TASK ->
How many lines of the records below contain the string "begonia"? Case counts; reply with the number alone.

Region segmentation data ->
** BEGIN **

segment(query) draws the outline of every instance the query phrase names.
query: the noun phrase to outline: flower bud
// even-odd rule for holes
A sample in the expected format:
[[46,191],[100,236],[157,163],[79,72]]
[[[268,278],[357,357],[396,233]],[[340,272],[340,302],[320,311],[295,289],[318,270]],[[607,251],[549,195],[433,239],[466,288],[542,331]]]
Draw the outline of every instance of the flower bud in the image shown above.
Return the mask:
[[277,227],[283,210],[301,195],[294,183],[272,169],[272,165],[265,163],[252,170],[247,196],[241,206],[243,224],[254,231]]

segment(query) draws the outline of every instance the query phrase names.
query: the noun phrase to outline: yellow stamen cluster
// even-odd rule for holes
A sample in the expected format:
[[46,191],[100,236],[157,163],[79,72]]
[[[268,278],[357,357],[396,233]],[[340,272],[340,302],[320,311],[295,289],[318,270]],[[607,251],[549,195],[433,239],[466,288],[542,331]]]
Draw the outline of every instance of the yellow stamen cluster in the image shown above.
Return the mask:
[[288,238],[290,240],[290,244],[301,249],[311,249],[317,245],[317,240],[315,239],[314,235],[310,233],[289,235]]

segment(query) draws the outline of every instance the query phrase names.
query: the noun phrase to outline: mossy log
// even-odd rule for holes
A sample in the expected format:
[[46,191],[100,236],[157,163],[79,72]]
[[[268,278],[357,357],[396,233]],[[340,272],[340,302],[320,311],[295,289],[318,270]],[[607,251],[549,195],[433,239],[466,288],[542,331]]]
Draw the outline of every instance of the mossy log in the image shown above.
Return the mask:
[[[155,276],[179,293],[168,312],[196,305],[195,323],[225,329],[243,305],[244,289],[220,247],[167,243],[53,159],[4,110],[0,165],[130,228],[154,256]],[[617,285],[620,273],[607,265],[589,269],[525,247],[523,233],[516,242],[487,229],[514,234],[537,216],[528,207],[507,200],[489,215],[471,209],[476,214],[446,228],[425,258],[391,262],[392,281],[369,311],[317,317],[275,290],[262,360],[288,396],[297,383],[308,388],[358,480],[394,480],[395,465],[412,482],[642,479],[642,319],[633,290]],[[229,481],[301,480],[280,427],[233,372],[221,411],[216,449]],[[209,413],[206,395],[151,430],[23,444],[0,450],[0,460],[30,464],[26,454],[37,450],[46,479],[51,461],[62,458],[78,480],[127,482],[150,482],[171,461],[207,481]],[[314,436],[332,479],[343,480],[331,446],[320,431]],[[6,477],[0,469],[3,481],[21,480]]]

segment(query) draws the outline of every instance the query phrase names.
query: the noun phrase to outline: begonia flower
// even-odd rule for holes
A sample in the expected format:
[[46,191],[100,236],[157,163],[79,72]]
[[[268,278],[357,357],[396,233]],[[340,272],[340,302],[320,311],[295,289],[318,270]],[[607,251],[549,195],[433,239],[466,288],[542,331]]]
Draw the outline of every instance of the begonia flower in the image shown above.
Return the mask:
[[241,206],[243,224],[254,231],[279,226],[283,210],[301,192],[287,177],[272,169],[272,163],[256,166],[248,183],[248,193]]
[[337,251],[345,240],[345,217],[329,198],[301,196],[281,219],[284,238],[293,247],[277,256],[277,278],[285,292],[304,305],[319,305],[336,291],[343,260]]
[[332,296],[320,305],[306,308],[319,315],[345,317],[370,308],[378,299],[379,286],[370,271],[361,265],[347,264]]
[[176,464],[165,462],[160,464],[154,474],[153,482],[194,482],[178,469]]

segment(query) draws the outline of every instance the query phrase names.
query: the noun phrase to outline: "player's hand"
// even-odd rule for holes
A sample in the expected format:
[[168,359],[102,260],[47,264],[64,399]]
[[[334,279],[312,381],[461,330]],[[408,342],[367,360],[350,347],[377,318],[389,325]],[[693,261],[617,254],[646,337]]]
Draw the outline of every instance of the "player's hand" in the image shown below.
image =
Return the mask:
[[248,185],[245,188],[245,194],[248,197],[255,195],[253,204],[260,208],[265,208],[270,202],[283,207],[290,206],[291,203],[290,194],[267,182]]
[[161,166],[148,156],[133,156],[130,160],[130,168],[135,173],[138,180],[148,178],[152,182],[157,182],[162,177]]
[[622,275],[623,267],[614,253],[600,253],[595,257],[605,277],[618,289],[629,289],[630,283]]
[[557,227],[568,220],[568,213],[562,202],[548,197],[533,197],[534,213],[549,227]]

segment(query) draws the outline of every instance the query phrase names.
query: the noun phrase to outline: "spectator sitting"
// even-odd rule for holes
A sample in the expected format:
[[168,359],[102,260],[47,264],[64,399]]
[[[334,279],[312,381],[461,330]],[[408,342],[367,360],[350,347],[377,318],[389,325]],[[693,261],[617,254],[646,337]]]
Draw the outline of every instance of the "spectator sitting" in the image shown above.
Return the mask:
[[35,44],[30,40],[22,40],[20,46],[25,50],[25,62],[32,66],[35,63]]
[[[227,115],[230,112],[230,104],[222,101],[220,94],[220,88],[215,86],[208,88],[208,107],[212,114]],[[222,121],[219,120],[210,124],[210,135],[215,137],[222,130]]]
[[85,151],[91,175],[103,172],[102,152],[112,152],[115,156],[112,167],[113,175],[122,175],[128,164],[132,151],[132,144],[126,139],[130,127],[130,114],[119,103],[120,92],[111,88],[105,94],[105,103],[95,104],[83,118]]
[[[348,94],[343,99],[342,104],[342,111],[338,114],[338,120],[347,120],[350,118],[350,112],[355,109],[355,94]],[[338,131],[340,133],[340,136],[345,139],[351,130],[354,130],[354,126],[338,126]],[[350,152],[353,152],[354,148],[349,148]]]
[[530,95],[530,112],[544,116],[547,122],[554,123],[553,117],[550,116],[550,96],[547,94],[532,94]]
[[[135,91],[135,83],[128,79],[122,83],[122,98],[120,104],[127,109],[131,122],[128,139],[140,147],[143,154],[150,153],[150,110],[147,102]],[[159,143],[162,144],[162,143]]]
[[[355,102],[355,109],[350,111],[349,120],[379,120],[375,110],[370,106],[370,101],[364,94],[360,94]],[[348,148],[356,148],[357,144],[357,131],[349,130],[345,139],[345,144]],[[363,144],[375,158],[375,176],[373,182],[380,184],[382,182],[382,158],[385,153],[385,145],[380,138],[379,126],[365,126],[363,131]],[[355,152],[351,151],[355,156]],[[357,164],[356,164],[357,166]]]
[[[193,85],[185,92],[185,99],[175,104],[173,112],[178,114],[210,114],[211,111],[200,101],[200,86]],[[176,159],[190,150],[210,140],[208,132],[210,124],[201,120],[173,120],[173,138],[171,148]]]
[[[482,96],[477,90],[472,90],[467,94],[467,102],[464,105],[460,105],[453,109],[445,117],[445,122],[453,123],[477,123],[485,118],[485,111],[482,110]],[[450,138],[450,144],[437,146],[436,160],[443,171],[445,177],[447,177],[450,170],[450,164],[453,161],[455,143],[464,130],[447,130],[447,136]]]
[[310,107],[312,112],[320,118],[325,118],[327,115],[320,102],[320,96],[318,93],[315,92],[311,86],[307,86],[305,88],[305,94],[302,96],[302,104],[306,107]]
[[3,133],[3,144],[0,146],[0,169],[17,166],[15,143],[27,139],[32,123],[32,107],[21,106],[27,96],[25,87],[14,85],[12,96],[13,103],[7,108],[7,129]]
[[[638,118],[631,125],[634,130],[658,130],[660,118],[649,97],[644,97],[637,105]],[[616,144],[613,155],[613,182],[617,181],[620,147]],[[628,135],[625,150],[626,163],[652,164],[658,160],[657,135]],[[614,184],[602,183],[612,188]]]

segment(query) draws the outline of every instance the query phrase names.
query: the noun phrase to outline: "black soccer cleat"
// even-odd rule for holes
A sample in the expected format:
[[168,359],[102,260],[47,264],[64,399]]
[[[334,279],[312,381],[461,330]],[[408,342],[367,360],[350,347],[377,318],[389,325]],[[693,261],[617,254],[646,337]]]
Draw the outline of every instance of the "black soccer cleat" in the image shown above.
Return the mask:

** END **

FULL SOLUTION ->
2